[Fragmentos de datos de etiquetado de ubicaciones]
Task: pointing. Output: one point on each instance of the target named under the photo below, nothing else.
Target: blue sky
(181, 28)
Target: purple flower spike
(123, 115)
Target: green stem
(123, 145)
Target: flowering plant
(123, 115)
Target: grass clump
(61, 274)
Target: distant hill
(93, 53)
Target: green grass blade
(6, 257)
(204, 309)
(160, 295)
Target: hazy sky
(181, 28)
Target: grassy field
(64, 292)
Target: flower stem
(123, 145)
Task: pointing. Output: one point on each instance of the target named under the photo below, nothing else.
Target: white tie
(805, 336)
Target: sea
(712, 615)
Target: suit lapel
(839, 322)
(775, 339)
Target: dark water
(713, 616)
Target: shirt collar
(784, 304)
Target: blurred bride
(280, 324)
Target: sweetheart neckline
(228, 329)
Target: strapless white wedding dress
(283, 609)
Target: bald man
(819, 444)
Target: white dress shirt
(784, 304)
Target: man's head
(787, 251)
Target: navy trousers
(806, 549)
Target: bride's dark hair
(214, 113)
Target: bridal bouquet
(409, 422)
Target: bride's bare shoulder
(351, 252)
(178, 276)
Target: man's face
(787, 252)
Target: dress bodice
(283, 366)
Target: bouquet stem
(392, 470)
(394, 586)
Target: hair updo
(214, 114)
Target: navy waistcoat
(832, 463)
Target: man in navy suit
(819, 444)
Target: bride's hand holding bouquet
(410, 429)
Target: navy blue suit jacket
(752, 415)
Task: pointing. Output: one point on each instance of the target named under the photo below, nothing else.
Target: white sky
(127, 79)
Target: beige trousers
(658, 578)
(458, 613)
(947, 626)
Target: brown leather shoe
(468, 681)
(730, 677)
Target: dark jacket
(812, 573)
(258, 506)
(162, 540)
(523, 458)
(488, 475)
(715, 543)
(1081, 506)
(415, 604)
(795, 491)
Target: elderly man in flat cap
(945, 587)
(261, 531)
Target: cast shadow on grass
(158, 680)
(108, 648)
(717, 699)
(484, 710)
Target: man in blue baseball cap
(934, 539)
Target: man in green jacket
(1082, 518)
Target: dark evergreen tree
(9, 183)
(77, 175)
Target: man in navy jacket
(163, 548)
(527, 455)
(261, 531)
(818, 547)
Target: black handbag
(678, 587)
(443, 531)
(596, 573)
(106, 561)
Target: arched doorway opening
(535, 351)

### Problema planteado:
Reproduce literalmente todas las filas anteriores, de la primera a la última, sin alterar nada.

### Respuesta escrita:
Task: pointing. Output: one point on each instance of the target named under the photo below, nothing else.
Target: blue sky
(181, 28)
Target: purple flower spike
(123, 115)
Target: green stem
(123, 145)
Target: flowering plant
(123, 115)
Target: grass clump
(61, 274)
Target: distant hill
(93, 53)
Target: green grass blade
(6, 257)
(204, 309)
(160, 295)
Target: hazy sky
(181, 28)
Target: grassy field
(64, 292)
Target: flower stem
(123, 145)
Task: pointing. Output: one point on each instance of the target named under the photo below, nothing else.
Target: white tie
(805, 336)
Target: sea
(712, 615)
Target: suit lapel
(839, 322)
(775, 339)
Target: dark water
(713, 616)
Target: shirt collar
(784, 304)
Target: blurred bride
(280, 324)
Target: sweetheart neckline
(228, 329)
Target: strapless white wedding dress
(283, 609)
Target: bald man
(819, 444)
Target: white dress shirt
(784, 304)
Target: man's head
(787, 251)
Target: navy trousers
(806, 549)
Target: bride's dark hair
(214, 113)
Target: bridal bouquet
(409, 422)
Target: bride's bare shoulder
(351, 252)
(178, 276)
Target: man's face
(787, 252)
Target: dress bodice
(283, 366)
Target: bouquet stem
(392, 470)
(394, 586)
Target: hair updo
(214, 114)
Target: navy waistcoat
(832, 463)
Target: man in navy suit
(819, 444)
Target: bride's hand holding bouquet
(410, 429)
Target: navy blue suit jacket
(752, 415)
Task: pointing. Output: one point on each instance of the target named under the photo below, nothing else.
Target: white sky
(127, 79)
Target: beige trousers
(658, 578)
(458, 613)
(947, 626)
Target: brown leather shoe
(468, 681)
(730, 677)
Target: dark jacket
(812, 573)
(258, 506)
(162, 540)
(523, 458)
(488, 475)
(715, 543)
(1081, 506)
(415, 604)
(795, 491)
Target: elderly man in flat cap
(945, 587)
(261, 531)
Target: cast shadow on grass
(158, 680)
(108, 648)
(717, 699)
(484, 710)
Target: man in blue baseball cap
(934, 539)
Target: man in green jacket
(1082, 518)
Target: dark evergreen tree
(9, 183)
(77, 175)
Target: man in navy jacket
(163, 548)
(527, 455)
(261, 531)
(818, 547)
Target: black handbag
(678, 587)
(443, 531)
(596, 573)
(106, 561)
Target: arched doorway opening
(535, 351)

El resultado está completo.